- [Input for this task]

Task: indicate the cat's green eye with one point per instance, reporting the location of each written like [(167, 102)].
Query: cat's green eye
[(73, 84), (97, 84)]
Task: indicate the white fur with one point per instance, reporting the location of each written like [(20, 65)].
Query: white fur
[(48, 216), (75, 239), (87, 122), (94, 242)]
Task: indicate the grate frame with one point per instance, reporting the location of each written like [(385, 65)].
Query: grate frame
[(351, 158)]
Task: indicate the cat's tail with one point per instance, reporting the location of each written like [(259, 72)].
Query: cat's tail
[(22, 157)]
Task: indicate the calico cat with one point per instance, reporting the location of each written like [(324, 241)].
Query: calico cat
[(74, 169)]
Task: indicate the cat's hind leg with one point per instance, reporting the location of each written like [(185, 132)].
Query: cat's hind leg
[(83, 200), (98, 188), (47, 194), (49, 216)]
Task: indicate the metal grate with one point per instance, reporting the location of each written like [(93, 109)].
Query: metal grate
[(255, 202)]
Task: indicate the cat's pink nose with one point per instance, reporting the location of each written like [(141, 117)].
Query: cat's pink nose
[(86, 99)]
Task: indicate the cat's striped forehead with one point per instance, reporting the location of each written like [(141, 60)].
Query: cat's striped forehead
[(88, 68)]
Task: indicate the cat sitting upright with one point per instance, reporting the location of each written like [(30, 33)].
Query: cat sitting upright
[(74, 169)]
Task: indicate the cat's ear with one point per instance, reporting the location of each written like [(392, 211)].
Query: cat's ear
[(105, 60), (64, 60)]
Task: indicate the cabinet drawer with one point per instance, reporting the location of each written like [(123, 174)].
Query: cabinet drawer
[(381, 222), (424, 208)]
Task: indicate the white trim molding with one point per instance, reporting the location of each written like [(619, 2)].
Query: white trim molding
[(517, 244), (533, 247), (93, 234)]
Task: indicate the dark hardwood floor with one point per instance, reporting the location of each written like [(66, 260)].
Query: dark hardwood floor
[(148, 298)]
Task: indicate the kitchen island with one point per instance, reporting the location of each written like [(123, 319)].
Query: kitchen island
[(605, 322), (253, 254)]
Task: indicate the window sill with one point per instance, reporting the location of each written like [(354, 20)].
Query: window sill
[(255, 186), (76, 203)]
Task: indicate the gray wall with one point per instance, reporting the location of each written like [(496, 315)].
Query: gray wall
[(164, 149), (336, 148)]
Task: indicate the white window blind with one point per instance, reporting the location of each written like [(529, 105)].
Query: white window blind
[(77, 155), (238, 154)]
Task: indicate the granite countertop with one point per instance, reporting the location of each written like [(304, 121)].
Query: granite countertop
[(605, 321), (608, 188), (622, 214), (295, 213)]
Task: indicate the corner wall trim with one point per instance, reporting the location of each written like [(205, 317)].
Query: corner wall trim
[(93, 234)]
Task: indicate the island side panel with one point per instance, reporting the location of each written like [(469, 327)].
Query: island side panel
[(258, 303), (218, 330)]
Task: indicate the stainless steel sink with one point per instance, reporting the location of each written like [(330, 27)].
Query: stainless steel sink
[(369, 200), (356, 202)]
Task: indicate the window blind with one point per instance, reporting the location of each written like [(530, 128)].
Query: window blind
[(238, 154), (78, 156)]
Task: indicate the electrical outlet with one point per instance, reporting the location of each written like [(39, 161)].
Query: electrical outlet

- [What you are asked to do]
Print only what lies in the material above starting at the line with "Task: indicate the white window" and ending at the line with "Task: indicate the electrical", every line exactly as given.

- [The completed task]
Task: indicate the white window blind with one point per instance, reporting the location of each written like [(529, 105)].
Query: white window blind
[(77, 155), (238, 154)]
Task: indicate the granite countertop with one point per instance, reporting the location of each written like [(304, 121)].
Query: granite countertop
[(605, 321), (608, 188), (622, 214), (295, 213)]
Task: indicate the corner wall trim with one point per instance, reporting the location of each written like [(205, 317)].
Query: corner wall trim
[(93, 234)]
Task: indicate the island side panel with one point per instance, reporting the location of each written like [(469, 327)].
Query: island side panel
[(258, 303), (218, 330)]
Task: indicate the stainless steel sink with one point per instance, reporting the location of each written like [(330, 27)].
Query: stainless steel sink
[(369, 200), (356, 202)]
Task: indicate the window blind with one point per instance, reporting the location of each written like [(530, 128)].
Query: window blind
[(238, 154), (78, 156)]
Task: indicate the electrical outlet with one point per instance, reporting the location of each written like [(39, 161)].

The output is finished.